PROBLEM REQUIREMENTS - Please copy every line from the records below that contains the string "putter".

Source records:
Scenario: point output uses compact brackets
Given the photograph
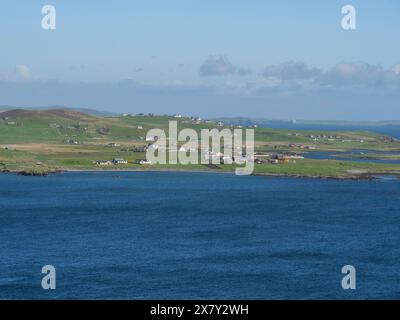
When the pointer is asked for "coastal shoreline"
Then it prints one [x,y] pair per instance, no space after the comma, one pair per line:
[359,177]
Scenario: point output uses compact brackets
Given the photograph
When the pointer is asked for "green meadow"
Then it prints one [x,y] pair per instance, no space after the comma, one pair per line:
[41,142]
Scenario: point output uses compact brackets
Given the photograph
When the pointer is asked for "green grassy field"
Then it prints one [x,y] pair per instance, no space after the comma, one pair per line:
[39,142]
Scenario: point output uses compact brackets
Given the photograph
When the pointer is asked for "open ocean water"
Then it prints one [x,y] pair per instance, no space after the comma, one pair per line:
[163,235]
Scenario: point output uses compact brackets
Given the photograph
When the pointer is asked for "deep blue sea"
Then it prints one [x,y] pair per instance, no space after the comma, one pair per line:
[163,235]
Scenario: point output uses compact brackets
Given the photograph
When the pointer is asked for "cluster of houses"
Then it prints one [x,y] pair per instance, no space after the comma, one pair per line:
[120,161]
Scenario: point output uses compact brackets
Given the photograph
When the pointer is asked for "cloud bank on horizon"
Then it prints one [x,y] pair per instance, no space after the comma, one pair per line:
[281,59]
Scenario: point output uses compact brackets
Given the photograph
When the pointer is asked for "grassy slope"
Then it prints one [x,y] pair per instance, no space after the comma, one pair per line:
[32,138]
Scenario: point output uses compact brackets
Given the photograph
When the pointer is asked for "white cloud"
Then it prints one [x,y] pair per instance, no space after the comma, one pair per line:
[21,73]
[219,65]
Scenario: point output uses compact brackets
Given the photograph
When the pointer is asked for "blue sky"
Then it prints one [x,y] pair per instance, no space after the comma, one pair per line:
[273,59]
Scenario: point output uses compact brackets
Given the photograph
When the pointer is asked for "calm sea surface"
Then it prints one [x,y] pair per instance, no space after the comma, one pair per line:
[160,235]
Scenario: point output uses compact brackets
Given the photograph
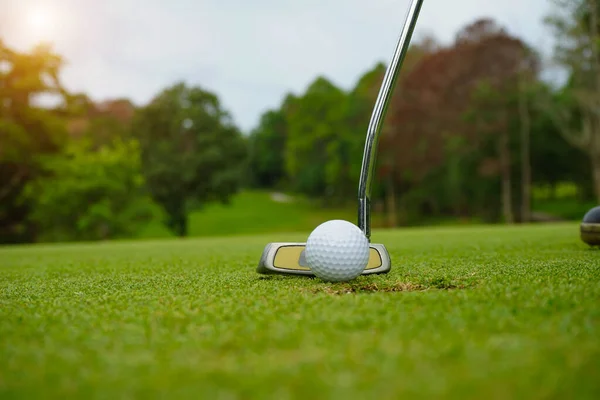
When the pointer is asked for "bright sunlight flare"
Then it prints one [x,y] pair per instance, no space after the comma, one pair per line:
[41,23]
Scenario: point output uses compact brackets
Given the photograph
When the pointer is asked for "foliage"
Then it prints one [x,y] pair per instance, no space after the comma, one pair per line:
[191,151]
[91,194]
[266,147]
[27,131]
[576,25]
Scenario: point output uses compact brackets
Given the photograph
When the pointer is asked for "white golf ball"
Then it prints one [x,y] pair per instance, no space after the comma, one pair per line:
[337,251]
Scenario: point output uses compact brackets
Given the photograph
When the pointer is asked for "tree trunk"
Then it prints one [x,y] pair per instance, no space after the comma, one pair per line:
[525,155]
[504,152]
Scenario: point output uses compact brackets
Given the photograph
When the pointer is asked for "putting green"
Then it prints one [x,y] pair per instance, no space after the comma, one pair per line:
[473,312]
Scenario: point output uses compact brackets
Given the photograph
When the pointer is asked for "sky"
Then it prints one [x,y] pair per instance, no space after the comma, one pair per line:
[251,53]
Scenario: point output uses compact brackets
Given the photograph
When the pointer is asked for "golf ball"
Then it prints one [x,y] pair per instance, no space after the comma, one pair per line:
[590,227]
[337,251]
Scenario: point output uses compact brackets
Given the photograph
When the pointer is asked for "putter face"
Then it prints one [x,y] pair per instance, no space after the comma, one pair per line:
[288,259]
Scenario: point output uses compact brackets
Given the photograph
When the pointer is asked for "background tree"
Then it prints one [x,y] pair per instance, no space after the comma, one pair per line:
[91,193]
[191,151]
[27,131]
[577,28]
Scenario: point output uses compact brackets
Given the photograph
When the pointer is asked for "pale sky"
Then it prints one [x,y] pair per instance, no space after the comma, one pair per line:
[249,52]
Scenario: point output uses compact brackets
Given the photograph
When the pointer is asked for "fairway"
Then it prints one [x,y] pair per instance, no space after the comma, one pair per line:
[467,313]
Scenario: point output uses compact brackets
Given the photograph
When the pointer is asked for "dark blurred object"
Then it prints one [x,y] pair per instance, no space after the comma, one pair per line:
[590,227]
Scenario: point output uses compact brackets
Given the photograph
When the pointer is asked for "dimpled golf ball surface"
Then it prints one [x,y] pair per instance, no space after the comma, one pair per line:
[337,251]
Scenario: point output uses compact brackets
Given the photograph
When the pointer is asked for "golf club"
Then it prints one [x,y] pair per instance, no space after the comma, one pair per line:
[288,258]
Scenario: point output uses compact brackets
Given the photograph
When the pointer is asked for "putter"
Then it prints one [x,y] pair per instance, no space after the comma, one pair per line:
[288,258]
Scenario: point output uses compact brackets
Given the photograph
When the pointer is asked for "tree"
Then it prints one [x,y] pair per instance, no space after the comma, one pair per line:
[191,151]
[91,193]
[266,147]
[317,152]
[577,28]
[433,101]
[27,131]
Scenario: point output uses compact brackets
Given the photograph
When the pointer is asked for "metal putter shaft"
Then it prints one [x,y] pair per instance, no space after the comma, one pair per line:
[288,258]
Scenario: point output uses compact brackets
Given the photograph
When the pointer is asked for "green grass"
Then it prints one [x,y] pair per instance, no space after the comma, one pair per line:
[466,313]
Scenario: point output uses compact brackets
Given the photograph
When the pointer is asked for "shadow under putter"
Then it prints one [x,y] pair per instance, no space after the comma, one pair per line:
[288,258]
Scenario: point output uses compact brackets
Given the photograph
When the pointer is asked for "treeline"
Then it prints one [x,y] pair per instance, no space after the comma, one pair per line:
[472,132]
[87,171]
[472,128]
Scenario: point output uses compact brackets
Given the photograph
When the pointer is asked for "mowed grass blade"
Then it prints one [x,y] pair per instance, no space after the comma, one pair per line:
[469,313]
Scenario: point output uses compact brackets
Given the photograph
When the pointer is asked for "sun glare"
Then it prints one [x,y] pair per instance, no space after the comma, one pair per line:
[41,23]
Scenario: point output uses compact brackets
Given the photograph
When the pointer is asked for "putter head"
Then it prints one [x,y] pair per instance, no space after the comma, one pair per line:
[288,259]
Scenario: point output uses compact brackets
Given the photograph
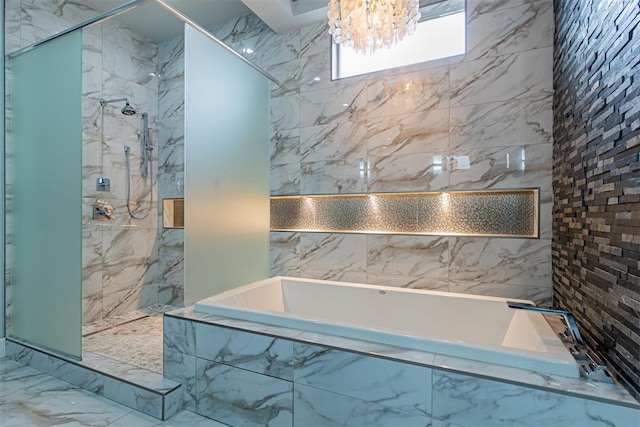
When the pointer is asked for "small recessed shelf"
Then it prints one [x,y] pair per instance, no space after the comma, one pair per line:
[490,213]
[172,213]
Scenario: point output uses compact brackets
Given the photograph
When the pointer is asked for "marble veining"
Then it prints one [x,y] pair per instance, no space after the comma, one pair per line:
[256,353]
[30,397]
[238,397]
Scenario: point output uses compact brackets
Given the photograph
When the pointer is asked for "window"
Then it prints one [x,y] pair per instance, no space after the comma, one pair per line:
[441,33]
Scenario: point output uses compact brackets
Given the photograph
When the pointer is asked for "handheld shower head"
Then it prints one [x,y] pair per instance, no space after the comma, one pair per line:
[128,110]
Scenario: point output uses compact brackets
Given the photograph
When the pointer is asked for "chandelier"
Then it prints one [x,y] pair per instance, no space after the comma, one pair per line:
[367,25]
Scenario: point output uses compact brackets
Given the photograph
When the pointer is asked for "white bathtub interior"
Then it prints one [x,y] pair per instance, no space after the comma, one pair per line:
[473,327]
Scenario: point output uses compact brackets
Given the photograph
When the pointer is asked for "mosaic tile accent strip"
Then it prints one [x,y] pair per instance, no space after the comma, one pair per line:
[503,213]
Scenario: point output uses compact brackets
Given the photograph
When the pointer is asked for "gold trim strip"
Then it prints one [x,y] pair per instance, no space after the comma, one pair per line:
[480,213]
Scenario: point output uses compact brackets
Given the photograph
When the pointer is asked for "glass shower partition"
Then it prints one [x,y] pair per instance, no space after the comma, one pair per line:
[45,185]
[226,170]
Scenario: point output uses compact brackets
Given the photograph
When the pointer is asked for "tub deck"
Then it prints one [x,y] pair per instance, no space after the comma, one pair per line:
[479,328]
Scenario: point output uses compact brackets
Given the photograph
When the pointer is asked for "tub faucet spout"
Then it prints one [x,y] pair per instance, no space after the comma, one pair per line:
[569,320]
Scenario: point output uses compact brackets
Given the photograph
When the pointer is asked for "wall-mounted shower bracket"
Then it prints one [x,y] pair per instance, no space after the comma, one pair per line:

TASK SOLUTION -
When the pointer is asked for "putter face"
When the pointer is asked for "putter"
When the pointer is asked for "metal putter shaft"
When the pointer is asked for "shadow under putter"
When the pointer is asked for "putter head"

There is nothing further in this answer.